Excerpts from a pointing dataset

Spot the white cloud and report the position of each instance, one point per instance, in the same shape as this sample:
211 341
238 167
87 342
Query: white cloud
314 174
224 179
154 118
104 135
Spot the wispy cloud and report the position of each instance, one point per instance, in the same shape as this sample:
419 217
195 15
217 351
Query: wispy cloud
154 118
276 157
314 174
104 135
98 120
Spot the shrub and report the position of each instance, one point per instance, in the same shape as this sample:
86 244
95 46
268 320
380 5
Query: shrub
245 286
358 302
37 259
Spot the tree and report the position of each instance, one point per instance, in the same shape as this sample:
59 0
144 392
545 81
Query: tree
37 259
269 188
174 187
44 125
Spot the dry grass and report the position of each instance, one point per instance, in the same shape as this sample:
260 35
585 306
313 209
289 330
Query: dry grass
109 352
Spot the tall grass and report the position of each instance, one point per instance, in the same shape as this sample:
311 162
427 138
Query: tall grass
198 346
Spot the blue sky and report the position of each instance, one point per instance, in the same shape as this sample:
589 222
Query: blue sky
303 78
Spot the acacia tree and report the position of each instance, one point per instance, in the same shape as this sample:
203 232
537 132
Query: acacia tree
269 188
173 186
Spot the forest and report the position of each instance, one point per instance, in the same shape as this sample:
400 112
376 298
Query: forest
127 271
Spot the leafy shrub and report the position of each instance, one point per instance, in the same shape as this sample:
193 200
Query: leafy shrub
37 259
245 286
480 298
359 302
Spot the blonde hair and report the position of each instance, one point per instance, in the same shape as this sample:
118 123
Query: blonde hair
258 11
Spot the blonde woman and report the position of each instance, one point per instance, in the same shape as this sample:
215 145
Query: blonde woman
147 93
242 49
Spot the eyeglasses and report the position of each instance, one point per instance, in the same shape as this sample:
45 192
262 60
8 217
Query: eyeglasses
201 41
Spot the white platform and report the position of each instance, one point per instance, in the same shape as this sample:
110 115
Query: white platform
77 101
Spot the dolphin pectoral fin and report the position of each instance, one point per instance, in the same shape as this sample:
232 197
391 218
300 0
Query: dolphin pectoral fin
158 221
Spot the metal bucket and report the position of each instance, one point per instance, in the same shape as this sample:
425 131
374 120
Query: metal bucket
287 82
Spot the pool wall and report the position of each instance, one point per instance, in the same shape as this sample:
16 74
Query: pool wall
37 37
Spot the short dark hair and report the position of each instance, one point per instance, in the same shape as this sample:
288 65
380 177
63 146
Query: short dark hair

> [Given problem] Can you lay out every line of the entries above as a JSON list of strings, with one string per line and blank lines left out?

> [Solution for this exercise]
[
  "Spot the white cloud and report the position of each instance, one point per instance, in the same shape as this sample:",
  "211 341",
  "238 167",
  "87 342",
  "Query: white cloud",
  "314 174",
  "224 179",
  "154 118",
  "104 135",
  "Spot the wispy cloud and report the position of each instance, one point per instance, in the same shape as this sample:",
  "419 217",
  "195 15",
  "217 351",
  "Query: wispy cloud",
  "154 118",
  "276 157",
  "314 174",
  "104 135",
  "98 120",
  "Spot the shrub and report the position of each instance, one point per instance, in the same shape as this sample:",
  "86 244",
  "95 46",
  "268 320",
  "380 5",
  "Query: shrub",
  "245 286",
  "358 302",
  "37 259",
  "Spot the tree and report the position of each instance, one point per instance, in the same shape as this sample:",
  "59 0",
  "144 392",
  "545 81",
  "Query: tree",
  "37 259",
  "269 188",
  "174 187",
  "44 125",
  "Spot the dry grass and report the position of each instance, one point per instance, in the same shape as this sample:",
  "260 35",
  "585 306",
  "313 209",
  "289 330",
  "Query: dry grass",
  "109 352",
  "Spot the tall grass and report the position of each instance, one point per instance, in the same shape as this sample:",
  "311 162",
  "427 138",
  "Query: tall grass",
  "198 346",
  "Spot the blue sky and report the position of each instance, one point per instance, in the same shape as this sample:",
  "589 222",
  "Query: blue sky",
  "303 78",
  "Spot the acacia tree and report the position of each instance, one point per instance, in the same shape as this sample:",
  "203 232",
  "537 132",
  "Query: acacia tree",
  "269 188",
  "173 186",
  "Spot the forest and report the position of each instance, one point per instance, in the same shape as this sample:",
  "400 112",
  "376 298",
  "Query: forest",
  "127 271",
  "Spot the leafy shrub and report the position of each instance, one point per instance, in the same shape as this sample:",
  "193 200",
  "Query: leafy shrub",
  "37 259",
  "245 286",
  "480 298",
  "359 302",
  "Spot the blonde hair and report the position of each instance, one point per instance, in the same shape as this sample:",
  "118 123",
  "Query: blonde hair",
  "258 11",
  "Spot the blonde woman and report the position of each instance, one point per instance, in the same shape as this sample:",
  "215 145",
  "Query: blonde woman",
  "147 93",
  "242 49",
  "Spot the eyeglasses and report the position of each instance, one point per instance, in the same shape as this sample:",
  "45 192",
  "262 60",
  "8 217",
  "Query: eyeglasses",
  "201 41",
  "Spot the white platform and report the position of each instance, one point per instance, in the same shape as this sample:",
  "110 115",
  "Query: white platform",
  "77 101",
  "Spot the dolphin pectoral fin and report the position of each instance, one point per instance, in the same shape as this sample:",
  "232 197",
  "391 218",
  "300 0",
  "Query: dolphin pectoral fin",
  "158 221",
  "Spot the metal bucket and report the position of each instance, one point per instance, in the same shape as this sample:",
  "425 131",
  "374 120",
  "Query: metal bucket",
  "287 82",
  "Spot the pool wall and report the position of each instance, one point per instance, in the same shape as this sample:",
  "16 74",
  "Query: pool wall",
  "37 37",
  "Spot the short dark hair and report the position of each instance, one point per instance, in the same shape as this sample:",
  "288 65",
  "380 177",
  "63 146",
  "Query: short dark hair"
]